*** DATASET CONTENT Section Begins ***
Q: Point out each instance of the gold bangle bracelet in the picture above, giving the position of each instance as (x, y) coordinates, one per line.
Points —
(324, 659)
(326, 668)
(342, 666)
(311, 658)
*** DATASET CONTENT Section Ends ***
WORK INSTRUCTION → Retype each record, matching it exactly.

EXERCISE RESPONSE →
Q: Point out each instance of the gold bangle bracelet in the picture above, giving the position of each instance as (x, y) coordinates, one per line.
Points —
(324, 659)
(326, 668)
(342, 666)
(311, 658)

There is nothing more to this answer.